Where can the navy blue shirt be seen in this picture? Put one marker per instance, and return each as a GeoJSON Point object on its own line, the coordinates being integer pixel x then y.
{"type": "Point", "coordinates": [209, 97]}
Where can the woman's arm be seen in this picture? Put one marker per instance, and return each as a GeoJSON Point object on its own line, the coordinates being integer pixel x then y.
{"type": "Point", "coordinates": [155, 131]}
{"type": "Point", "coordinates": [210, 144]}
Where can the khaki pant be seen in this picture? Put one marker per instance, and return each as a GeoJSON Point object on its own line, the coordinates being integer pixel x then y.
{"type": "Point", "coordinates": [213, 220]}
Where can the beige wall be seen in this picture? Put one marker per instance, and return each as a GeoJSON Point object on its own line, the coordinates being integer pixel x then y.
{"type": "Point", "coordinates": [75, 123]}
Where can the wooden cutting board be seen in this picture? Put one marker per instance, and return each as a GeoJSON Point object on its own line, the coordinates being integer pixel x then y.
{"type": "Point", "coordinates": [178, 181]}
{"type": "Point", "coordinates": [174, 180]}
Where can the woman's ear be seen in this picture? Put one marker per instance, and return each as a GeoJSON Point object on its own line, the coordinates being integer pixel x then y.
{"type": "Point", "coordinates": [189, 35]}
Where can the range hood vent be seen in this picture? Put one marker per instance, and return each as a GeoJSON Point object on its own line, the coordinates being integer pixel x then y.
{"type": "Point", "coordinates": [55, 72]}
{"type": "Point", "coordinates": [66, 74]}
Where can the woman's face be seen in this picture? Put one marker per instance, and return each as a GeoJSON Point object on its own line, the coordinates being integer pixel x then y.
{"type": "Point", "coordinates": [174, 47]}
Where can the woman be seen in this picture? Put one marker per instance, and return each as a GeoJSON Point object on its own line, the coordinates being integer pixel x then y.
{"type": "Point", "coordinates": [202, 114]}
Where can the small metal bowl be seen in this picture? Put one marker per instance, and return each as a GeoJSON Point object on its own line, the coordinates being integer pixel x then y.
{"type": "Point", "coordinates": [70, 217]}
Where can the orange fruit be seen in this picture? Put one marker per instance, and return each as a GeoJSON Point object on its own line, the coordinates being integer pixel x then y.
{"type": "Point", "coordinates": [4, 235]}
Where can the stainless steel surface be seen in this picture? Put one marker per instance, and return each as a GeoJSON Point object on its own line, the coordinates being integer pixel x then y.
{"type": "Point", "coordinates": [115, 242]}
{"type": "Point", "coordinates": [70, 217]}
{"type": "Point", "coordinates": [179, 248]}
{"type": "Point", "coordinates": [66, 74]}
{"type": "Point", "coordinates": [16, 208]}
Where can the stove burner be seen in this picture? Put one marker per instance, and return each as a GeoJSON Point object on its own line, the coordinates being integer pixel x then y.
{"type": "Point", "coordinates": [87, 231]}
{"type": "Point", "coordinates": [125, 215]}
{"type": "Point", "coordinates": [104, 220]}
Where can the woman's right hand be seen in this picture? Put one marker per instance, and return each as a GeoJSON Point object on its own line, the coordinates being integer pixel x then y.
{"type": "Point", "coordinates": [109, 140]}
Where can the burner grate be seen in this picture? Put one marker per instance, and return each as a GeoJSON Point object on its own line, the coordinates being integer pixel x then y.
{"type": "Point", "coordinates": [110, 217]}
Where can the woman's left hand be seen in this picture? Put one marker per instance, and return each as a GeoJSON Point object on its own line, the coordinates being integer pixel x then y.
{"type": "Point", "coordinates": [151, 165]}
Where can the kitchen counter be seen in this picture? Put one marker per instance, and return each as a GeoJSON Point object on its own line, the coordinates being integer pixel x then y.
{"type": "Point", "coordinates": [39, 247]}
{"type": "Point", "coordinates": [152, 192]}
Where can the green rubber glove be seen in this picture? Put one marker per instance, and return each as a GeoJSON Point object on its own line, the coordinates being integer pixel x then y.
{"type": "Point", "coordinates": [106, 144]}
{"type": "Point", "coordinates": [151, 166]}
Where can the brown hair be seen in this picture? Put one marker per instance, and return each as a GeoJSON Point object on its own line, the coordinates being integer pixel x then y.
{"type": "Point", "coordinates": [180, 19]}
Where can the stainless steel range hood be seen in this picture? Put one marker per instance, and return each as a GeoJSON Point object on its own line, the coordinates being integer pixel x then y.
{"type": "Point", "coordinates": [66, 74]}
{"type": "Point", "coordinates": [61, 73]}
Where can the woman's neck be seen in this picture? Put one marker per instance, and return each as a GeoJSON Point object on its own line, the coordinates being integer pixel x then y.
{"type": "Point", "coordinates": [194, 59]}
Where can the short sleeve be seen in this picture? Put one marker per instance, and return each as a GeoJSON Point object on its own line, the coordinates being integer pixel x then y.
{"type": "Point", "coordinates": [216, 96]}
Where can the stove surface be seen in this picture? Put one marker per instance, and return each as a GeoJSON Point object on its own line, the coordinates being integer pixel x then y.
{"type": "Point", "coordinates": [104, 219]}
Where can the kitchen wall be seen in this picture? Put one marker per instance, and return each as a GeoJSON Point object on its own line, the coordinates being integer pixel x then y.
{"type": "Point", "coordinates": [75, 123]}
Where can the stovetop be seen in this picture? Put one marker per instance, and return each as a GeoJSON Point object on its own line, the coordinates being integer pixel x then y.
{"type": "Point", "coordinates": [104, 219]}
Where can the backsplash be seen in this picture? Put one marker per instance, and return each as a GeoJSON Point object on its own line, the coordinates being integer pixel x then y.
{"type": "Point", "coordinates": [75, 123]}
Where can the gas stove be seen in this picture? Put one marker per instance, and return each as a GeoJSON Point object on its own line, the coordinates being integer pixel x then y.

● **Directions**: Please output every record, keeping each line exact.

● **Task solution**:
Where can the navy blue shirt be seen in this picture? Put one marker per instance, and return each as a GeoJSON Point object on its own line, the coordinates being integer pixel x then y.
{"type": "Point", "coordinates": [209, 97]}
Where can the woman's arm be seen in this picture? Put one marker per instance, and return each as a GeoJSON Point object on its own line, the coordinates being integer pixel x then y.
{"type": "Point", "coordinates": [155, 131]}
{"type": "Point", "coordinates": [210, 144]}
Where can the khaki pant be seen in this picture? Put one marker per instance, and return each as a GeoJSON Point object on its own line, the coordinates being integer pixel x then y.
{"type": "Point", "coordinates": [213, 220]}
Where can the beige wall be seen in this picture? Put one marker per instance, and return each as a GeoJSON Point object on its own line, the coordinates being integer pixel x then y.
{"type": "Point", "coordinates": [75, 123]}
Where can the wooden cutting board be seen in this picture? Put one marker per instance, and return each as a GeoJSON Point object on its own line, the coordinates being integer pixel x then y.
{"type": "Point", "coordinates": [178, 181]}
{"type": "Point", "coordinates": [174, 180]}
Where can the woman's ear be seen in this picture? Put one marker per instance, and return each as a GeoJSON Point object on its own line, the coordinates being integer pixel x then y.
{"type": "Point", "coordinates": [189, 35]}
Where can the range hood vent be seen in this picture? Put one marker per instance, and return each as a GeoJSON Point object on its own line, the coordinates being integer pixel x then y.
{"type": "Point", "coordinates": [55, 72]}
{"type": "Point", "coordinates": [66, 74]}
Where can the woman's face be seen in this picture? Put one marker per instance, and return each as a GeoJSON Point object on its own line, the coordinates being integer pixel x then y.
{"type": "Point", "coordinates": [174, 47]}
Where can the woman be seen in this picture? Put one marker per instance, and return each as a GeoJSON Point object on its own line, the coordinates being integer pixel x then y.
{"type": "Point", "coordinates": [202, 114]}
Where can the small metal bowl be seen in this picture? Put one marker per instance, and return each as a GeoJSON Point object on its own line, the coordinates being integer pixel x then y.
{"type": "Point", "coordinates": [70, 217]}
Where can the orange fruit be seen in this picture? Put one marker per instance, and return each as a GeoJSON Point object on its own line, the coordinates being integer pixel x then y.
{"type": "Point", "coordinates": [4, 235]}
Where can the stainless steel surface be seen in this picture? Put one marker per instance, and return each as a GeoJSON Point object on its own line, the coordinates being integer pixel x then y.
{"type": "Point", "coordinates": [115, 242]}
{"type": "Point", "coordinates": [70, 217]}
{"type": "Point", "coordinates": [179, 248]}
{"type": "Point", "coordinates": [66, 74]}
{"type": "Point", "coordinates": [16, 208]}
Where can the stove burner be seen in this picture? Put one marker per instance, and return each as a GeoJSON Point object on its own line, the coordinates being integer pixel x then y.
{"type": "Point", "coordinates": [87, 231]}
{"type": "Point", "coordinates": [125, 215]}
{"type": "Point", "coordinates": [104, 220]}
Where can the woman's right hand be seen in this picture? Put one marker per instance, and return each as a GeoJSON Point object on its own line, the coordinates being integer pixel x then y.
{"type": "Point", "coordinates": [109, 140]}
Where can the burner grate be seen in this picture? Put one marker per instance, and return each as a GeoJSON Point object on its own line, the coordinates being integer pixel x then y.
{"type": "Point", "coordinates": [110, 217]}
Where can the woman's left hand be seen in this picture? Put one marker per instance, and return each as a GeoJSON Point object on its own line, the coordinates being integer pixel x then y.
{"type": "Point", "coordinates": [151, 165]}
Where can the kitchen counter be seen in this picture? Put one marker per instance, and return each as a GeoJSON Point object on its own line, the coordinates being integer pixel x then y.
{"type": "Point", "coordinates": [39, 247]}
{"type": "Point", "coordinates": [152, 192]}
Where can the green rubber glove be seen in this picture? Put one marker per instance, and return each as a GeoJSON Point object on its own line, the coordinates being integer pixel x then y.
{"type": "Point", "coordinates": [106, 144]}
{"type": "Point", "coordinates": [151, 166]}
Where can the brown hair be seen in this picture? Put one marker per instance, and return each as a GeoJSON Point object on its own line, the coordinates being integer pixel x then y.
{"type": "Point", "coordinates": [180, 19]}
Where can the stainless steel range hood be seen in this picture? Put one marker per instance, and return each as a GeoJSON Point object on its own line, the coordinates being integer pixel x then y.
{"type": "Point", "coordinates": [66, 74]}
{"type": "Point", "coordinates": [61, 73]}
Where can the woman's neck be seen in this picture? Put one marker per instance, and return each as a GeoJSON Point object on its own line, the coordinates being integer pixel x then y.
{"type": "Point", "coordinates": [194, 59]}
Where can the short sleeve be seen in this picture? Put one marker per instance, and return each as a GeoJSON Point object on its own line, the coordinates being integer pixel x then y.
{"type": "Point", "coordinates": [216, 96]}
Where can the stove surface be seen in this picture? Put one marker per instance, and return each as a GeoJSON Point object on its own line, the coordinates being integer pixel x then y.
{"type": "Point", "coordinates": [104, 219]}
Where can the kitchen wall be seen in this picture? Put one marker per instance, and return each as a GeoJSON Point object on its own line, the coordinates being integer pixel x then y.
{"type": "Point", "coordinates": [75, 123]}
Where can the stovetop be seen in this picture? Put one marker per instance, and return each as a GeoJSON Point object on its own line, the coordinates being integer pixel x then y.
{"type": "Point", "coordinates": [104, 219]}
Where can the backsplash be seen in this picture? Put one marker per instance, and return each as a GeoJSON Point object on its own line, the coordinates being integer pixel x then y.
{"type": "Point", "coordinates": [75, 123]}
Where can the gas stove be seen in this picture? Put one marker per instance, and return each as a GeoJSON Point object on its own line, the coordinates being integer pixel x then y.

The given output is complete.